**Task requirements**
[a] Decide whether each statement agrees with the SEPA excerpt, answering yes or no and quoting the words of the excerpt that settle it: (i) Kenneth S. Weiner served as special counsel to the Commission on Environmental Quality. (ii) The Spokane City Council issued the MDNS. (iii) The quoted Administrative Code section lets an agency consider mitigation measures when making threshold determinations.
[b] Quote the SEPA excerpt from "Weiner, Section-By-Section Summary" up to and including "at 3-23 (1984).".

Kenneth S. Weiner, special counsel to the Commission on Environmental Quality, said in his section-by-section analysis of the 1983 amendments to SEPA:
Traditional areas of concern which would clearly be covered by this section [RCW 43.21C.110(f)] include . . . the problems of blight of downtown and urban areas which would be caused by proposed actions.
Weiner, Section-By-Section Summary of S.S.B. 3006, at 195, in R. Settle, Washington Land Use and Environmental Law and Practice (1983). See also Rodgers, The Washington Environmental Policy Act, 60 Wn. L. Rev. 33, 51 (1984) (neither the Legislature nor the WACs eliminate entirely the obligation to consider and discuss socioeconomic effects); Washington State Bar Ass'n, Major Changes Under the New SEPA Rules-1984, Second Environmental and Land Use Law Section Mid-Year Meeting and Seminars 3-1, at 3-23 (1984).
Third, West 514 asserts it was error for the Spokane County Planning Department to issue the MDNS. It describes the MDNS as conditioned on future environmental studies which in and of themselves had no mitigating effect. In West 514's view, this procedure allowed the County to make a determination of nonsignificance before the full impact of the mall was understood.
The Washington Administrative Code describes when an MDNS is appropriate:
The purpose of this section is to allow clarifications or changes to a proposal prior to making the threshold determination.
(1) In making threshold determinations, an agency may consider mitigation measures that the agency or applicant will implement.

**Data to examine**

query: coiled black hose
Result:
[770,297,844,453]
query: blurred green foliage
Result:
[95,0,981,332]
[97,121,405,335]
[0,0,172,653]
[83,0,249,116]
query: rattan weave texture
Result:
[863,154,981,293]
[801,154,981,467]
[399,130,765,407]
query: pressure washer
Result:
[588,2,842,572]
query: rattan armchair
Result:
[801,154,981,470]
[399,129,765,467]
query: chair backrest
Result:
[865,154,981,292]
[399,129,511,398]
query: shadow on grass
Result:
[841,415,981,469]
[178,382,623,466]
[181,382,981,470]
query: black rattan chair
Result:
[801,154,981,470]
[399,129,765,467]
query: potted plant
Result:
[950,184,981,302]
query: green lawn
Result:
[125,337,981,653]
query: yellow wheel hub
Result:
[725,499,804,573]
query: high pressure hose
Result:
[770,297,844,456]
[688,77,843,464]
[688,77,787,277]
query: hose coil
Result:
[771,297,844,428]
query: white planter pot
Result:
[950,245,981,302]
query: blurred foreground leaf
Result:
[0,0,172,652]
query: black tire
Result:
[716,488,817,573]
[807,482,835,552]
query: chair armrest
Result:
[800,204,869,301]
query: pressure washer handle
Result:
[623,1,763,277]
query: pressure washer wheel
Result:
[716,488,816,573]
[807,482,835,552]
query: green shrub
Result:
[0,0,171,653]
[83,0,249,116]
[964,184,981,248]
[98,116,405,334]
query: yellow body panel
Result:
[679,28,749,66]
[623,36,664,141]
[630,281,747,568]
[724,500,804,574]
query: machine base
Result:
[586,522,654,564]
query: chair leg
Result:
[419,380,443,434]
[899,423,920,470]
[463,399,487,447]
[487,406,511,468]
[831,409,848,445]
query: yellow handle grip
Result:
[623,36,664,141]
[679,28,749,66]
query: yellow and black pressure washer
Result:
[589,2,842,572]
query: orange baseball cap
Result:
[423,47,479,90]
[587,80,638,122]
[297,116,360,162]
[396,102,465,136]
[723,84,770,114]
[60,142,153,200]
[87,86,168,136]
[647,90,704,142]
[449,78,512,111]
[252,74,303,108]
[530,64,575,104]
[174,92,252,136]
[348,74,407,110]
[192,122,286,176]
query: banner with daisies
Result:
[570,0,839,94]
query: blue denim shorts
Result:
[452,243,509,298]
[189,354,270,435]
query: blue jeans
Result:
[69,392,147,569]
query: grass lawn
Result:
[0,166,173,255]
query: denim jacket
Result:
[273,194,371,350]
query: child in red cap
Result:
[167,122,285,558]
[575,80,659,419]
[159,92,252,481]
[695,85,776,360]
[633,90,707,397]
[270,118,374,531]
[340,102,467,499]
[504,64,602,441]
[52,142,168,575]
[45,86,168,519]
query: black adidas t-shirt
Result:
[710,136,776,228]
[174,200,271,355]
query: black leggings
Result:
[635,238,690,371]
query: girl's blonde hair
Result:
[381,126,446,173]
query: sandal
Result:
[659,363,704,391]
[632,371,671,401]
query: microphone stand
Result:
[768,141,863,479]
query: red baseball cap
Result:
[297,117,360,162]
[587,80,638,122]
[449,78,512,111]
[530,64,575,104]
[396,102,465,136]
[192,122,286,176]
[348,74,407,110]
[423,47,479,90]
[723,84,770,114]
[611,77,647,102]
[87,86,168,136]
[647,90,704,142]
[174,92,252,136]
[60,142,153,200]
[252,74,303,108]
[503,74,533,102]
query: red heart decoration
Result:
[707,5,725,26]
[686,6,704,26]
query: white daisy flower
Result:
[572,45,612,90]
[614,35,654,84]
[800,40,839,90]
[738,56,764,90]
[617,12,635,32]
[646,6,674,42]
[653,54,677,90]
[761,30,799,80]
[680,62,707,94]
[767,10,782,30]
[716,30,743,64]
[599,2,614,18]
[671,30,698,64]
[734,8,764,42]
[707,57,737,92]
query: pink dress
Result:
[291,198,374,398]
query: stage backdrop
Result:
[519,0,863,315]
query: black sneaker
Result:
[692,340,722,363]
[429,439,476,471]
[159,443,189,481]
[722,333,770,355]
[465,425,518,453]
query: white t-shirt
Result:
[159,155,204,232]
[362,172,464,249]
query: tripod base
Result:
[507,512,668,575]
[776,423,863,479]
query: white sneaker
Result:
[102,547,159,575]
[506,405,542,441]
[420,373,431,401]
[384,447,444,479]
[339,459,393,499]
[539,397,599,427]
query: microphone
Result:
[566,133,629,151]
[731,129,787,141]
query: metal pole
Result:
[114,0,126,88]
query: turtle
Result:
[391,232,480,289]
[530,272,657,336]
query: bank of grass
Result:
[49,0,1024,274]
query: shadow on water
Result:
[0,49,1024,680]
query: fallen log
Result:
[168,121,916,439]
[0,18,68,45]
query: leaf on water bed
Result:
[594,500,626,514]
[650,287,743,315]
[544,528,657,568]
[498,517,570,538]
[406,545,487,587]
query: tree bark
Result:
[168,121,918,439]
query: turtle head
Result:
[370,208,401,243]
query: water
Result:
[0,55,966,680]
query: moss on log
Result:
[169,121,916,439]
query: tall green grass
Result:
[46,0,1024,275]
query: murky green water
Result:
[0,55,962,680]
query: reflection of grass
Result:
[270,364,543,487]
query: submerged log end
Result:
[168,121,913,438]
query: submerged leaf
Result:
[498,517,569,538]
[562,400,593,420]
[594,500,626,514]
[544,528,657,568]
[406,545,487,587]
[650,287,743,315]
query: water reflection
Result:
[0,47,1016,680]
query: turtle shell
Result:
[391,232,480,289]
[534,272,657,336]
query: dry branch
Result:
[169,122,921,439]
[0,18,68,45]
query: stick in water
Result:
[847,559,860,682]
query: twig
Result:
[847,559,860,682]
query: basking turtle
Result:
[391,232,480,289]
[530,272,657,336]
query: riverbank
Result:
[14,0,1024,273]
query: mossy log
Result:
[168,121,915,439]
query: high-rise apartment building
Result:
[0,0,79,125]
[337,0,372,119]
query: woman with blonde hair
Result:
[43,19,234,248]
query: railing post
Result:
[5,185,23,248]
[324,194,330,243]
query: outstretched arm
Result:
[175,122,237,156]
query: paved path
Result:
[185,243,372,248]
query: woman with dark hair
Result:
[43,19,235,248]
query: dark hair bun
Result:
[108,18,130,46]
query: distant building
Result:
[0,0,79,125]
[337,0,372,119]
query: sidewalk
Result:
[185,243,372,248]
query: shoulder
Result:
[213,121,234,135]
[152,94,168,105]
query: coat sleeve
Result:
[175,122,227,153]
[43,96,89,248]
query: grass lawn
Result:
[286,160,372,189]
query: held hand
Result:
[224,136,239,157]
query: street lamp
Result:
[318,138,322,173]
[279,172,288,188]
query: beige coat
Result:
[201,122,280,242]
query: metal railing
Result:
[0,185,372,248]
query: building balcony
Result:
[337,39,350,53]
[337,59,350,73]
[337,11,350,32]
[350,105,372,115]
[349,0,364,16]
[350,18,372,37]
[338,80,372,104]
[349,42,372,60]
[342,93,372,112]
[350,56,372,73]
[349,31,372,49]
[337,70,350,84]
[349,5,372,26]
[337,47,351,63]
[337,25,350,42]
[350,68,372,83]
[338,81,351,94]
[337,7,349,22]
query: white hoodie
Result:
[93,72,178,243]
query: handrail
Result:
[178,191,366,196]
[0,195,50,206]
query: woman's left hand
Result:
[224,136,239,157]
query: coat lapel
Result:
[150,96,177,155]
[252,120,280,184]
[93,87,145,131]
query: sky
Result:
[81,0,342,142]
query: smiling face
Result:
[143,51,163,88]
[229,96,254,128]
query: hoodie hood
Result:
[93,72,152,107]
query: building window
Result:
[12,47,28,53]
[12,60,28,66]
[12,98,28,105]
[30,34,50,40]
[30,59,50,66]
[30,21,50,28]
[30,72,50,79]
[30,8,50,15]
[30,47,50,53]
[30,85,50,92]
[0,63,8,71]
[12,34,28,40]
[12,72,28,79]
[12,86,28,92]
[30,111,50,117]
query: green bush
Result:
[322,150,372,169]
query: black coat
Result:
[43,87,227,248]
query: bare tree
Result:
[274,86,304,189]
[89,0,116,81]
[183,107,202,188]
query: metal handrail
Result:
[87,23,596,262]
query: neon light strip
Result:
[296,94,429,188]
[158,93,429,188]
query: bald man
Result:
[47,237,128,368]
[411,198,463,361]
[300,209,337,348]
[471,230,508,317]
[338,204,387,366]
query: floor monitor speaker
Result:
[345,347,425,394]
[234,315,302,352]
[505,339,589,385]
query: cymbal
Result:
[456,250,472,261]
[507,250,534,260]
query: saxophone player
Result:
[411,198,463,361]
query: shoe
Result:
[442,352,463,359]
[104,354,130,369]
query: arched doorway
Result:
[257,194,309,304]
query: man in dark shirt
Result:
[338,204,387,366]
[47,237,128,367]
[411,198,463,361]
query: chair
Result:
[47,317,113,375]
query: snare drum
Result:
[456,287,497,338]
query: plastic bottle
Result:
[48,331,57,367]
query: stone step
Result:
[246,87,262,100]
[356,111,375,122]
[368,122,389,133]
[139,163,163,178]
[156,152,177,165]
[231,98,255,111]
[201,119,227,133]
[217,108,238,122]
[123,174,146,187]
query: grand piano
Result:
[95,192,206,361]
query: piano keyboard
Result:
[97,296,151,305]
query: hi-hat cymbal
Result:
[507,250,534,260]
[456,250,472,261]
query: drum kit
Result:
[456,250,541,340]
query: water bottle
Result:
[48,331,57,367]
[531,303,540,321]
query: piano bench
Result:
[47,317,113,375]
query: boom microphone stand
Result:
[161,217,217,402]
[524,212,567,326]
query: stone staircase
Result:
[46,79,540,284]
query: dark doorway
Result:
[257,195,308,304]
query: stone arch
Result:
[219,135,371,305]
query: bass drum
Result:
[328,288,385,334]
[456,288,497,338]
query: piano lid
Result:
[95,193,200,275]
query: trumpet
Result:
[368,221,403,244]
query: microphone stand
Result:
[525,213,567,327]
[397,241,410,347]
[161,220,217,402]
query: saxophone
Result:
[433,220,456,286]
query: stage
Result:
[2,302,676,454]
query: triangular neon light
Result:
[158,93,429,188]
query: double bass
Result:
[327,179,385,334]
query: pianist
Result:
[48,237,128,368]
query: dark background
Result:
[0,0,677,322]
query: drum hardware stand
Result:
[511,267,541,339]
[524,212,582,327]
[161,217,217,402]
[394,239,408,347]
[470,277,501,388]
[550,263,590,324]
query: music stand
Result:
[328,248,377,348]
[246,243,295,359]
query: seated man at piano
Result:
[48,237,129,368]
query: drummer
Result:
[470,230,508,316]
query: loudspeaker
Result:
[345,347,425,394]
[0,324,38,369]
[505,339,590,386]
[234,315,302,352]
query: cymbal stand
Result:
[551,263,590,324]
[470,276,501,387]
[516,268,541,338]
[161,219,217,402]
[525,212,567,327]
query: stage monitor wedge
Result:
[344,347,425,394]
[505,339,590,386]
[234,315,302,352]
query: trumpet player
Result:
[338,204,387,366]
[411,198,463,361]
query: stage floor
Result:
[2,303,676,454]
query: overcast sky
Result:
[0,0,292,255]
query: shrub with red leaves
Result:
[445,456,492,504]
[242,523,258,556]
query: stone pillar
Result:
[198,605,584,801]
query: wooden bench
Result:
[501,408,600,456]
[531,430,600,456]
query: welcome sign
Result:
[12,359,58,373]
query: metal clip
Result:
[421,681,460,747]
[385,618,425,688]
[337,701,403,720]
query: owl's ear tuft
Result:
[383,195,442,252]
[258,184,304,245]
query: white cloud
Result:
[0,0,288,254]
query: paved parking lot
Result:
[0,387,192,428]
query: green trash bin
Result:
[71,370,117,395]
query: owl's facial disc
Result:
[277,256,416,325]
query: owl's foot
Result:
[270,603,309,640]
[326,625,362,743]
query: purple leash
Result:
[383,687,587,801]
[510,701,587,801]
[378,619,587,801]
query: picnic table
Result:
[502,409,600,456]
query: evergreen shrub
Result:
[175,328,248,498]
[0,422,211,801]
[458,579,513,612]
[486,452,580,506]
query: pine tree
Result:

**Results for each task**
[a]
(i) Yes: "Kenneth S. Weiner, special counsel to the Commission on Environmental Quality"
(ii) No: "for the Spokane County Planning Department to issue the MDNS"
(iii) Yes: "In making threshold determinations, an agency may consider mitigation measures that the agency or applicant will implement."

[b]
Weiner, Section-By-Section Summary of S.S.B. 3006, at 195, in R. Settle, Washington Land Use and Environmental Law and Practice (1983). See also Rodgers, The Washington Environmental Policy Act, 60 Wn. L. Rev. 33, 51 (1984) (neither the Legislature nor the WACs eliminate entirely the obligation to consider and discuss socioeconomic effects); Washington State Bar Ass'n, Major Changes Under the New SEPA Rules-1984, Second Environmental and Land Use Law Section Mid-Year Meeting and Seminars 3-1, at 3-23 (1984).